> Text shown:
Get a few dozen programmers and health practitioners together for a three-day weekend starting Friday, throw some problems at them, then tell them to come up with solutions by Sunday afternoon.
Get a few dozen programmers and health practitioners together for a three-day weekend starting Friday, throw some problems at them, then tell them to come up with solutions by Sunday afternoon.
Sounds like you’ve got yourself a ‘health hack’.
Much like other hackathons, the basic premise behind last month’s event, jointly organised by Thoughtworks and Curtin University, was to develop solutions to real problems, and demonstrate what could be achieved with some focused, energetic collaboration.
Perth’s HealthHack was run simultaneously with similar events in Sydney, Melbourne and Brisbane.
In the lead-up to the event, the organisers worked with medical researchers and health professionals to create challenges that might be solved in a hackathon environment.

> Provided records:
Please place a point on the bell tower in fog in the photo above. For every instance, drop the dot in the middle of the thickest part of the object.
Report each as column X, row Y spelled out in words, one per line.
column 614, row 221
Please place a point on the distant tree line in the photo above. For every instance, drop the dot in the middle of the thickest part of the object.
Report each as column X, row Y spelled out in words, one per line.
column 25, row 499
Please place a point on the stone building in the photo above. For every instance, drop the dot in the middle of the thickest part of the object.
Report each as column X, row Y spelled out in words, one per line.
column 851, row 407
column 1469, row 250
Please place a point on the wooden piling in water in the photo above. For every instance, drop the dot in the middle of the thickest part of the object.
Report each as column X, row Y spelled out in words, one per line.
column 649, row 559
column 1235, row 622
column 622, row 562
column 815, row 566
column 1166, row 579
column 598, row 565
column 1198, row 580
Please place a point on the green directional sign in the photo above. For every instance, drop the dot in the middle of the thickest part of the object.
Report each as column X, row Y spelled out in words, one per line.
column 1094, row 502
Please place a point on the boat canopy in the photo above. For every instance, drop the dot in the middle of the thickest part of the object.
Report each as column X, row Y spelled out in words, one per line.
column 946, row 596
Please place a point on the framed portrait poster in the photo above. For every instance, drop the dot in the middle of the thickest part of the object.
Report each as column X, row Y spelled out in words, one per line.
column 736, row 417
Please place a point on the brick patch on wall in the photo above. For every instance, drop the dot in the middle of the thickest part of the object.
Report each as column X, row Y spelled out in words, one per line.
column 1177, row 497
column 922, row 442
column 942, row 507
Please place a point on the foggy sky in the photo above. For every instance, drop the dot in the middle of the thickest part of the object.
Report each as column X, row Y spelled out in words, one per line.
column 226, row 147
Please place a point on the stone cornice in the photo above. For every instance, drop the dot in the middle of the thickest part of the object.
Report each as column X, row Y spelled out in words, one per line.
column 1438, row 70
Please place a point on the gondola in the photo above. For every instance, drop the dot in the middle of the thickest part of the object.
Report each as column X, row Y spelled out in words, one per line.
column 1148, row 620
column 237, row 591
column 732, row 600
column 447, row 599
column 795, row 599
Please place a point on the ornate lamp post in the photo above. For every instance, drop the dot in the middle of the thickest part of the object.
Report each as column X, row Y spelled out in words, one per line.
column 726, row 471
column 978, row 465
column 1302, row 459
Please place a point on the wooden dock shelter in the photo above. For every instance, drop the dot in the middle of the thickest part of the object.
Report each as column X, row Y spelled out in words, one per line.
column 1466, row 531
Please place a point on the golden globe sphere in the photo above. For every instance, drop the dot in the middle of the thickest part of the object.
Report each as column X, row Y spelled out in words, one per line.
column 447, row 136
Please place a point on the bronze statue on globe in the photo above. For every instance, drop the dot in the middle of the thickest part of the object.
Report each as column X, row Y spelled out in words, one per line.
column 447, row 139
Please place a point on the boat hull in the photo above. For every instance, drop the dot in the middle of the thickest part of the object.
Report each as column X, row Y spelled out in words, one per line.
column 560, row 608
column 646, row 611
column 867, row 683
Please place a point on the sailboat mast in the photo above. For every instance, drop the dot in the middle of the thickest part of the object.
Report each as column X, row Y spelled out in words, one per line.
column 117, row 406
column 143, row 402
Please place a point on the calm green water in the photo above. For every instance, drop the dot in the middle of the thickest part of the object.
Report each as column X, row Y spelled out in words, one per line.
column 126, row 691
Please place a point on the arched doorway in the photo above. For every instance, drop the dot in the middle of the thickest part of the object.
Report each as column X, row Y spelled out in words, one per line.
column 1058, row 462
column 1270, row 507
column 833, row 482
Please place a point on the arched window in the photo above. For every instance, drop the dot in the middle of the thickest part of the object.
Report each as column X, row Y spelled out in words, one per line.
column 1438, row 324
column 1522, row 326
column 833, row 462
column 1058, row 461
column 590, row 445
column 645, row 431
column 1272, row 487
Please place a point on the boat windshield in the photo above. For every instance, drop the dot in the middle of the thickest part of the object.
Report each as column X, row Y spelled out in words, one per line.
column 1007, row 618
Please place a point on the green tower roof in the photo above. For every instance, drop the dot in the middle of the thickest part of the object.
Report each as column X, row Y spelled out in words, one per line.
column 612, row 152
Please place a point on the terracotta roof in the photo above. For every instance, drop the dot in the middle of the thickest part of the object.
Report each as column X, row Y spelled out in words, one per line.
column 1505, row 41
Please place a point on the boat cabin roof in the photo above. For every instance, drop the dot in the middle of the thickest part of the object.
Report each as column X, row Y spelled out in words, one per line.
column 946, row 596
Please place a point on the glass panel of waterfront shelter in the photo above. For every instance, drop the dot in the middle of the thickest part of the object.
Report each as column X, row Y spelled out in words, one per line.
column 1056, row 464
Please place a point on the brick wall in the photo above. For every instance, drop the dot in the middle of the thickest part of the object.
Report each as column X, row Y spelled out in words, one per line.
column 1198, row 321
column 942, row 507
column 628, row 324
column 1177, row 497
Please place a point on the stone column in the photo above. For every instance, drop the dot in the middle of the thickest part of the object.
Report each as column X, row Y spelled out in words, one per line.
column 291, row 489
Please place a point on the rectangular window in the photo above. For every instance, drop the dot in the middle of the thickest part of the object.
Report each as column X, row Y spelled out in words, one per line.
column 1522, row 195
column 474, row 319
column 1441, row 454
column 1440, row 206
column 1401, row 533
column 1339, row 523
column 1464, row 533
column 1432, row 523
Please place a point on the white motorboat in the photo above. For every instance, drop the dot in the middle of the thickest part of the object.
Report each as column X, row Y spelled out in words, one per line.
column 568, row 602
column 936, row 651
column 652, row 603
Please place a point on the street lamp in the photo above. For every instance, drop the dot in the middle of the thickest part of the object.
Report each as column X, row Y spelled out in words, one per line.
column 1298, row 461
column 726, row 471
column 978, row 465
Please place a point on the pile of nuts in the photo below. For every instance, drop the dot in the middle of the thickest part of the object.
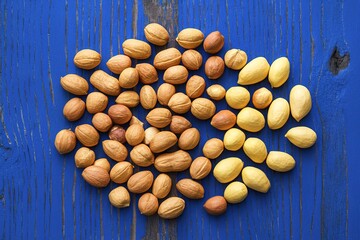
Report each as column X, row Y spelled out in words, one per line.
column 166, row 143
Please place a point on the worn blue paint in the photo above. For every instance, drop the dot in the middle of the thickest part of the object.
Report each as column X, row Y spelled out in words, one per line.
column 42, row 194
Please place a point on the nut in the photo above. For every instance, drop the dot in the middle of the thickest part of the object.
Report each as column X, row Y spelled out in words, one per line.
column 262, row 98
column 189, row 139
column 142, row 156
column 65, row 141
column 129, row 78
column 223, row 120
column 163, row 141
column 87, row 135
column 255, row 149
column 228, row 169
column 250, row 119
column 216, row 92
column 214, row 67
column 203, row 108
column 234, row 139
column 167, row 58
column 235, row 192
column 216, row 205
column 96, row 176
column 115, row 150
column 255, row 179
column 118, row 63
column 302, row 137
column 213, row 42
column 87, row 59
column 148, row 97
column 84, row 157
column 147, row 73
column 159, row 117
column 179, row 124
column 165, row 92
column 191, row 59
column 120, row 114
column 136, row 49
column 278, row 113
column 253, row 72
column 200, row 168
column 121, row 172
column 171, row 208
column 96, row 102
column 156, row 34
column 190, row 189
column 173, row 162
column 128, row 98
column 213, row 148
column 237, row 97
column 135, row 134
column 74, row 84
column 190, row 38
column 179, row 103
column 279, row 72
column 148, row 204
column 280, row 161
column 74, row 109
column 119, row 197
column 300, row 102
column 176, row 75
column 105, row 83
column 235, row 59
column 162, row 186
column 195, row 86
column 140, row 182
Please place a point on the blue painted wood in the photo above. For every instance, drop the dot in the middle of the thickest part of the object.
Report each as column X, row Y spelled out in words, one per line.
column 42, row 194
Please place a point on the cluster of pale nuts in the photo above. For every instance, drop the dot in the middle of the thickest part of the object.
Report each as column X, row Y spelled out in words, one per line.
column 150, row 146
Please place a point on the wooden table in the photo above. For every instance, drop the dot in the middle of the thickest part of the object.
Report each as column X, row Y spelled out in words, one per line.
column 42, row 193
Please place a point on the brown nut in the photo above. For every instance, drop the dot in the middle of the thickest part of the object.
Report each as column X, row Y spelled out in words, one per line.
column 129, row 78
column 87, row 135
column 96, row 176
column 179, row 124
column 140, row 182
column 223, row 120
column 87, row 59
column 214, row 67
column 165, row 92
column 65, row 141
column 118, row 63
column 167, row 58
column 121, row 172
column 214, row 42
column 195, row 86
column 120, row 114
column 179, row 103
column 74, row 84
column 74, row 109
column 191, row 59
column 115, row 150
column 84, row 157
column 189, row 139
column 96, row 102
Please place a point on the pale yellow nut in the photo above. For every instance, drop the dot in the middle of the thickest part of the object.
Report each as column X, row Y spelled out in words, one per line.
column 302, row 137
column 278, row 114
column 228, row 169
column 300, row 102
column 280, row 161
column 234, row 139
column 253, row 72
column 235, row 192
column 279, row 72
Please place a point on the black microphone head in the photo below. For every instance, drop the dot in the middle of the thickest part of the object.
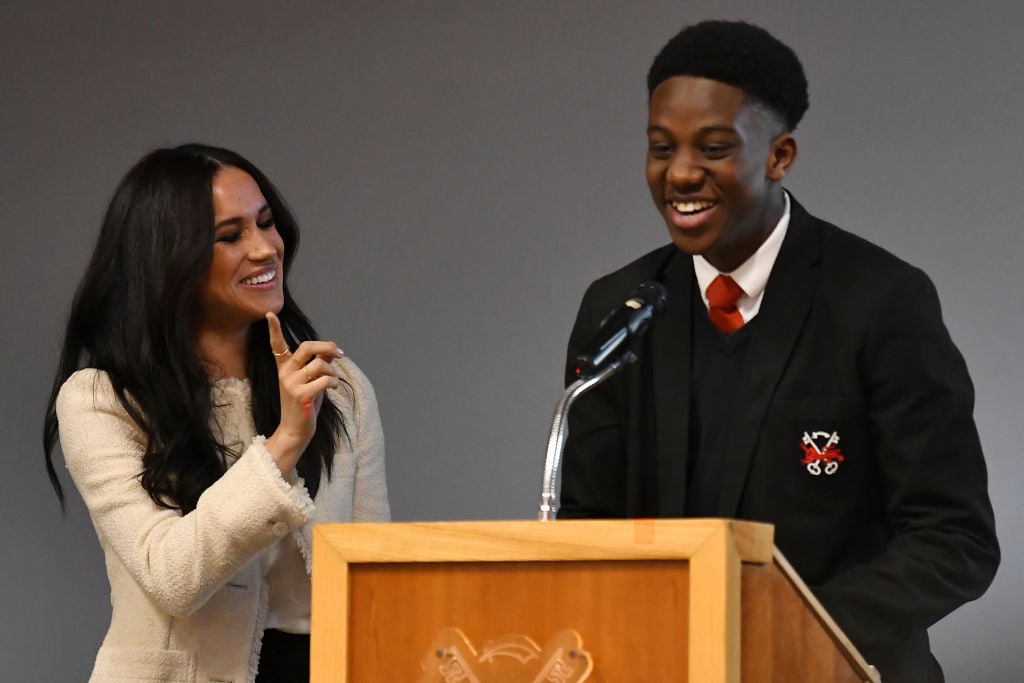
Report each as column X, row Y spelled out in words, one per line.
column 651, row 293
column 622, row 328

> Exercise tasks:
a) In the HealthHack article, which two organizations jointly organized last month's event?
b) Reproduce word for word the passage of the HealthHack article that begins at the words "Sounds like you’ve" and ends after the words "Melbourne and Brisbane.".
c) Name every city mentioned in the HealthHack article.

> Responses per task:
a) Thoughtworks and Curtin University.

b)
Sounds like you’ve got yourself a ‘health hack’.
Much like other hackathons, the basic premise behind last month’s event, jointly organised by Thoughtworks and Curtin University, was to develop solutions to real problems, and demonstrate what could be achieved with some focused, energetic collaboration.
Perth’s HealthHack was run simultaneously with similar events in Sydney, Melbourne and Brisbane.

c) Perth, Sydney, Melbourne, Brisbane